Given text:
Content starts

So much for the Westminster model. But wait. He’s the MPs’ choice. People have not endorsed yet. Democracy may yet turn out to be a system of ruthless realism and reason, the rock on which conservatism itself is built.
Across the Atlantic, democracy offers a three-way fight between a superannuated gerontocrat, a raging swashbuckler playing victim, and the courts. The president and his party, weighed down by biology and ideology, are hoping that the courts will achieve what they can’t in November. Still, to gauge the mind of democracy, which has a habit of defying political ventriloquism, we need to linger a bit longer with the man who continues to be caricatured and condemned in equal measure as the worst personification of democracy, with no marks given to his last term, despite his relative triumphs in economy and foreign policy. Only the denials in defeat and the horror of January 6 remain. The inevitability of Trump, unsettling for liberals and inspiring for the “deplorables”, only brings out a polarising trait of democracy: its moral neutrality.
For its moral content, welcome home. Set aside all those textbook exclamations about Indian democracy and spare a moment for measuring the depth of a relationship, which is perhaps the most intense in a democracy. The relationship between power and emotional nationalism plays out nowhere as spectacularly, and consistently, as in India today. At a time when leaders, among them dictators and half-made democrats, try everything from manipulation of history to invention of hurt, to make a working relationship with people, Narendra Modi, by being just Narendra Modi, has already formed a covenant with the largest number of the world’s most volatile voters. It is explained by the power of authenticity in politics, and its success in achieving that rare symmetry between political biography and national destiny. The life of one politician has become a nation’s definitive story in change. Maybe in 2024 those who suffer from Modiphobia will go beyond lazy labelling such as autocracy and majoritarianism and find out why he is more complex than their portrait of him in black and saffron.
POSTSCRIPT Islamophobia is passé it seems. October 7 has changed everything, most profoundly the victim state and those who view its victimhood through the prism of wokefulness. Israelophobia prevails. It is burning bright on Ivy League campuses and in London streets. Cry, My Beloved Gaza could be a noble sentiment considering the death toll and famine in a place whose original tragedy should be traced to Hamas’ rule. For the young, no dissent is as romantic as anti-Israelism, and Gaza being the most searing statement of conscience. Will this demographic disparity in assessing Israel’s existential struggle have a say in great-power attitude towards the Jewish state?

Content ends

Reproduce word for word everything in the piece on democracy from "POSTSCRIPT Islamophobia is" down to "the Jewish state?".

Dataset records:

Content starts

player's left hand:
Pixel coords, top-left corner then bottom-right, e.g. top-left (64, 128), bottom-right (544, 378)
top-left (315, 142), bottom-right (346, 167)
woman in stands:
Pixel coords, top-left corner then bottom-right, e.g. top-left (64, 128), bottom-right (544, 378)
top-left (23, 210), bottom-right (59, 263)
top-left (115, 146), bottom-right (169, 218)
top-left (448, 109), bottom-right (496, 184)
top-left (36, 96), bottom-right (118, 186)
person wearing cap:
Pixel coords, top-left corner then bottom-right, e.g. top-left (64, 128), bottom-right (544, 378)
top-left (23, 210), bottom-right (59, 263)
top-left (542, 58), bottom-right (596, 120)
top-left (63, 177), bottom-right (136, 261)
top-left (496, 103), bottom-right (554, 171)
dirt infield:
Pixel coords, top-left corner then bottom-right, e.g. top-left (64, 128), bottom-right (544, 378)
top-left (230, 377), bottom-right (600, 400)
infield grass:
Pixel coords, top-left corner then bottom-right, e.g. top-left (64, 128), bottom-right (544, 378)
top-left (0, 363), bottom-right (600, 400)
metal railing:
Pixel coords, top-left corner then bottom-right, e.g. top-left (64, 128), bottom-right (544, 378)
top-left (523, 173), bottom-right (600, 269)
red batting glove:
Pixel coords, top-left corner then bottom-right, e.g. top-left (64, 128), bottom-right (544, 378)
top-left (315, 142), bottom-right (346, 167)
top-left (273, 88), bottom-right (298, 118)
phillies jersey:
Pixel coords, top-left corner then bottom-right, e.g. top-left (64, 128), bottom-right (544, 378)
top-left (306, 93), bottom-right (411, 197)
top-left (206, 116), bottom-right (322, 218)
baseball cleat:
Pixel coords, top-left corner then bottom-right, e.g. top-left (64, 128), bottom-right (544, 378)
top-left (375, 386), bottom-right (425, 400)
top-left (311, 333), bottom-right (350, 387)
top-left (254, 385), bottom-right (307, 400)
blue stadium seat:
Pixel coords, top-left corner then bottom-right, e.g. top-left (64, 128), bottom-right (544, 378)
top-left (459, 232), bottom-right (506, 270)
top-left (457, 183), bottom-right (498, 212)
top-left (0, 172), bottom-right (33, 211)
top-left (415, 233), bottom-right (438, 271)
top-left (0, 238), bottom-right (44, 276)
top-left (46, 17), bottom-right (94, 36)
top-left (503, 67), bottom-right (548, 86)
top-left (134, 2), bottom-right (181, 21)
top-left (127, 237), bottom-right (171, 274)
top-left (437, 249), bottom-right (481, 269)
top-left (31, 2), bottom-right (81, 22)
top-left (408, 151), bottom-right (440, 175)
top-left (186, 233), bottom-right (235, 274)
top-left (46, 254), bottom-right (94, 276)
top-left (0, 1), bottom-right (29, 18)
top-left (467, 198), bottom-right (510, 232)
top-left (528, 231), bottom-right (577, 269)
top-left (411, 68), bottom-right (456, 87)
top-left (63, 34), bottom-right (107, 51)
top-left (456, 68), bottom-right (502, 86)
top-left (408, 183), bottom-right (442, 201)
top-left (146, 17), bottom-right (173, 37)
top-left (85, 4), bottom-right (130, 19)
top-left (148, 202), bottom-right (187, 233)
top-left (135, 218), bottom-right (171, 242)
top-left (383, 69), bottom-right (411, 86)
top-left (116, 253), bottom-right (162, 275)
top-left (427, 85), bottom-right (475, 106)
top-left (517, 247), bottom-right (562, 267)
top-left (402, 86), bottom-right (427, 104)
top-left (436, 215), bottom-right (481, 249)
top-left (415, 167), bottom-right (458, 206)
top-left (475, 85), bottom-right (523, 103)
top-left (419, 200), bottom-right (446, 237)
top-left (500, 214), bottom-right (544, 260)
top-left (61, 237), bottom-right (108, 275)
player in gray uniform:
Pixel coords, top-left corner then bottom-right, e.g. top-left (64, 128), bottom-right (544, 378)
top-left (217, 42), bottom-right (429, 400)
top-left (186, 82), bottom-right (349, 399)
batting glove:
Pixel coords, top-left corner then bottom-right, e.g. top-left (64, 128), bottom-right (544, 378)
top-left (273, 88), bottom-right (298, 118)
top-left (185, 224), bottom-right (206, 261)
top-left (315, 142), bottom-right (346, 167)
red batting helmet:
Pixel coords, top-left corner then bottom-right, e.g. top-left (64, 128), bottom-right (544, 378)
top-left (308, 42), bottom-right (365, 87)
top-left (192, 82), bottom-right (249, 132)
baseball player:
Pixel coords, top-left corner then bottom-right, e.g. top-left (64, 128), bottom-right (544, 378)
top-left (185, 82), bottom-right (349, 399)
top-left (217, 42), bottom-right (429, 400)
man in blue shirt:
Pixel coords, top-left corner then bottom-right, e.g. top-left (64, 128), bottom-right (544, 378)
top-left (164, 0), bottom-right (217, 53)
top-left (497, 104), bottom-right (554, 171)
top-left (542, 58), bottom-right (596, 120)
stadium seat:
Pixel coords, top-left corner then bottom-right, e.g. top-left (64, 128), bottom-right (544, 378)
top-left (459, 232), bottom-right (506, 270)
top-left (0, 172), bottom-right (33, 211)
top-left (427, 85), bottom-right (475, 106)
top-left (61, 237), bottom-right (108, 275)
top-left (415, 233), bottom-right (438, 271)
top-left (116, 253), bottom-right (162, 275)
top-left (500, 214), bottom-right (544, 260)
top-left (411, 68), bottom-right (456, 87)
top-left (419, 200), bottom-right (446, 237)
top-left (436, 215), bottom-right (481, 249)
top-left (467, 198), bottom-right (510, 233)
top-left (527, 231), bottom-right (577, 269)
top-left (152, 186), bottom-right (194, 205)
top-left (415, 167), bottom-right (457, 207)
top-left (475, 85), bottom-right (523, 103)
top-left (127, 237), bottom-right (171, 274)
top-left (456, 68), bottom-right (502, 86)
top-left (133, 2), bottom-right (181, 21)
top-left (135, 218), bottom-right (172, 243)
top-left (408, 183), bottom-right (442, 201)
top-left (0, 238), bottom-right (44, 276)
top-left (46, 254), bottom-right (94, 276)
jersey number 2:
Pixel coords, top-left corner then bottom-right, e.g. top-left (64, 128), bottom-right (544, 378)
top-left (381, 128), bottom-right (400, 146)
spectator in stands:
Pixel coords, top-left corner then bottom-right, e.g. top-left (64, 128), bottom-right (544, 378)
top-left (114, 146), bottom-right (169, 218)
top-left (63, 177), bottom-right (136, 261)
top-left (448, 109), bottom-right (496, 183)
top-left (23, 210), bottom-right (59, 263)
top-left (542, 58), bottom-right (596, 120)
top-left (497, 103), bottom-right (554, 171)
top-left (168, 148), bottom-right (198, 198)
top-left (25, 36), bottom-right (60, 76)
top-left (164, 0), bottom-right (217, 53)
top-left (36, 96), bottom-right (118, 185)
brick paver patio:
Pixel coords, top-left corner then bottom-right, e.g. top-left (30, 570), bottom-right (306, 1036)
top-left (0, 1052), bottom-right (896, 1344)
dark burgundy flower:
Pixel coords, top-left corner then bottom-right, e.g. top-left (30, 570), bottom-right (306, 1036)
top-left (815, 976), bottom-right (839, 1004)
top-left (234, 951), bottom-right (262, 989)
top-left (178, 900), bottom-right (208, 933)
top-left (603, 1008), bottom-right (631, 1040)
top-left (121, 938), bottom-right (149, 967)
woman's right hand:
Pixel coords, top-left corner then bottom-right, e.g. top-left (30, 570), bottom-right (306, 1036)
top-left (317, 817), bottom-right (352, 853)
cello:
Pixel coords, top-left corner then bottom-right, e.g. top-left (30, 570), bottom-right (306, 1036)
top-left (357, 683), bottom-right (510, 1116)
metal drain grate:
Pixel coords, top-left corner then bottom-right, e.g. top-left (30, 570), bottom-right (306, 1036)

Content ends

Solution for this problem:
POSTSCRIPT Islamophobia is passé it seems. October 7 has changed everything, most profoundly the victim state and those who view its victimhood through the prism of wokefulness. Israelophobia prevails. It is burning bright on Ivy League campuses and in London streets. Cry, My Beloved Gaza could be a noble sentiment considering the death toll and famine in a place whose original tragedy should be traced to Hamas’ rule. For the young, no dissent is as romantic as anti-Israelism, and Gaza being the most searing statement of conscience. Will this demographic disparity in assessing Israel’s existential struggle have a say in great-power attitude towards the Jewish state?